Text excerpt |
------------------------------------------------------------
Why comparing Warriors' Eric Paschall to Draymond Green should stop

Editor's note: Grant Liffmann (@grantliffmann) is the co-host of Warriors Outsiders, which airs on NBC Sports Bay Area 60 minutes after every game. Each week, Grant will drop his Outsider Observation on the state of the Dubs.

The offseason comparisons between Warriors rookie Eric Paschall and star forward Draymond Green made sense. Both were highly successful four-year college basketball players from big-time programs that were taken in the second round of the NBA draft due to concerns of their overall athleticism and their inability to fit in to a traditional position.

Both players supposedly were too undersized to play the power forward position in the NBA, but also not quick or polished enough to be small forwards. Even their physiques had similar builds. So with all of that, comparing the two players before the season began was logical.

But it is not anymore.
------------------------------------------------------------
[Stored data entries]
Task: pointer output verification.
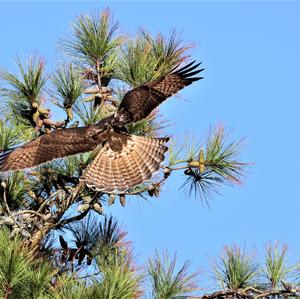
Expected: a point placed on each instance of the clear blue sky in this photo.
(251, 52)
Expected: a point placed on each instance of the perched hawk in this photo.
(124, 160)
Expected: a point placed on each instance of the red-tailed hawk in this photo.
(124, 160)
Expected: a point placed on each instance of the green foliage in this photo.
(235, 269)
(8, 136)
(24, 90)
(147, 58)
(68, 86)
(150, 126)
(17, 186)
(21, 274)
(88, 114)
(221, 156)
(94, 43)
(208, 167)
(276, 268)
(119, 277)
(166, 281)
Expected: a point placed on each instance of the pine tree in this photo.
(55, 241)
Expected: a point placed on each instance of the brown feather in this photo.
(139, 102)
(124, 162)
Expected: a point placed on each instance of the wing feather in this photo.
(139, 102)
(57, 144)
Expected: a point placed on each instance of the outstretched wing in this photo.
(138, 103)
(57, 144)
(124, 162)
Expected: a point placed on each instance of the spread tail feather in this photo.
(124, 162)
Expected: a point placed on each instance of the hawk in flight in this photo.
(124, 160)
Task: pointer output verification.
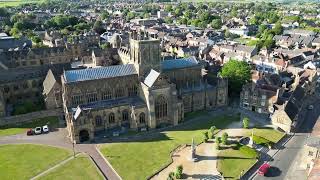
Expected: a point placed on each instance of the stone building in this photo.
(52, 91)
(290, 109)
(260, 95)
(142, 93)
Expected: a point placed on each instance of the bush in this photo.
(179, 171)
(245, 123)
(212, 129)
(205, 136)
(224, 138)
(171, 176)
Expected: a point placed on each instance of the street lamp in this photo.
(73, 144)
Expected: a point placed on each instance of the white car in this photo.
(37, 130)
(45, 129)
(310, 107)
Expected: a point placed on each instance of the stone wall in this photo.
(29, 117)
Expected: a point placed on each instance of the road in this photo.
(284, 159)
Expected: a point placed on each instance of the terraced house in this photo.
(144, 92)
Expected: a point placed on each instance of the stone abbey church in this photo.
(143, 92)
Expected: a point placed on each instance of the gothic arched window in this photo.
(125, 115)
(98, 121)
(142, 118)
(111, 118)
(161, 107)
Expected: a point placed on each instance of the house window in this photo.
(132, 91)
(310, 153)
(111, 118)
(77, 99)
(92, 97)
(119, 92)
(125, 115)
(106, 95)
(98, 121)
(142, 118)
(161, 107)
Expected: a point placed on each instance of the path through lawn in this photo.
(140, 159)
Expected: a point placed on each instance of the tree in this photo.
(171, 176)
(224, 138)
(217, 141)
(179, 171)
(212, 129)
(245, 123)
(98, 28)
(238, 73)
(205, 136)
(278, 29)
(216, 24)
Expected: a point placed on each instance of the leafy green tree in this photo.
(245, 123)
(278, 29)
(205, 136)
(217, 141)
(212, 129)
(238, 73)
(216, 24)
(179, 171)
(98, 27)
(224, 138)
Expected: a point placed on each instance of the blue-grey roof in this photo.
(151, 78)
(179, 63)
(99, 73)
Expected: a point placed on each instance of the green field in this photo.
(79, 168)
(268, 134)
(12, 3)
(234, 160)
(22, 128)
(25, 161)
(140, 159)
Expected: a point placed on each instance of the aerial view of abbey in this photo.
(159, 89)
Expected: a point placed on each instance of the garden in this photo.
(141, 159)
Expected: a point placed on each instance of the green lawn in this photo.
(234, 160)
(24, 161)
(79, 168)
(138, 160)
(21, 128)
(12, 3)
(269, 134)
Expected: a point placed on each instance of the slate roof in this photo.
(49, 82)
(295, 102)
(99, 73)
(151, 78)
(179, 63)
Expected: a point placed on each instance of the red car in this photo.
(263, 169)
(29, 132)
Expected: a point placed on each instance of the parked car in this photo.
(45, 129)
(37, 130)
(29, 132)
(263, 169)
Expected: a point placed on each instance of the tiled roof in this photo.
(179, 63)
(151, 78)
(99, 73)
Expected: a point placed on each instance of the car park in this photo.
(37, 130)
(263, 169)
(45, 129)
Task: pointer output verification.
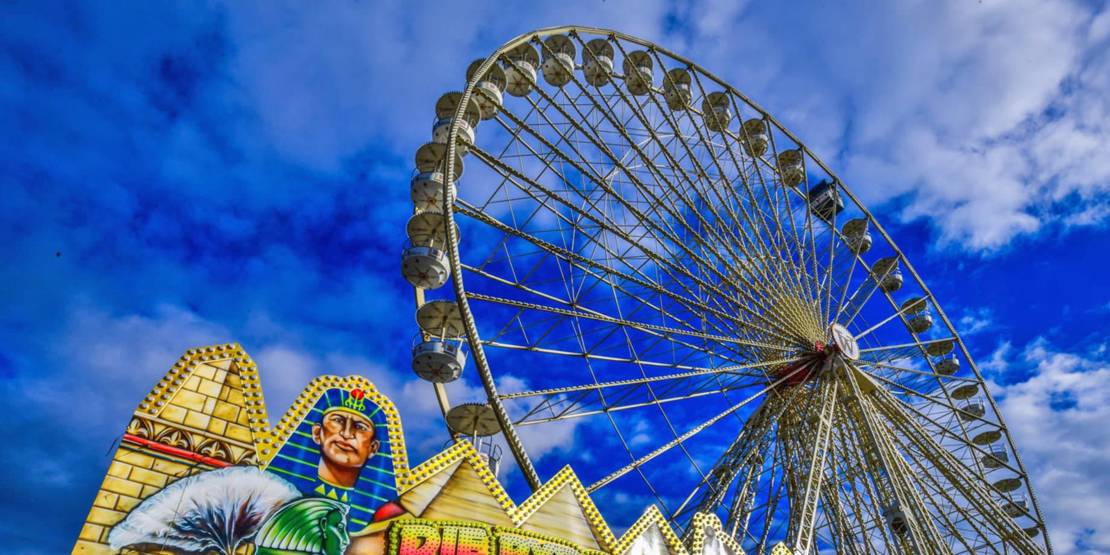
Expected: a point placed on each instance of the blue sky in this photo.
------------------------------------------------------------
Exercise details | According to the article comparing Eric Paschall and Draymond Green, in which round of the NBA draft were both players taken?

Solved exercise | Both were taken in the second round.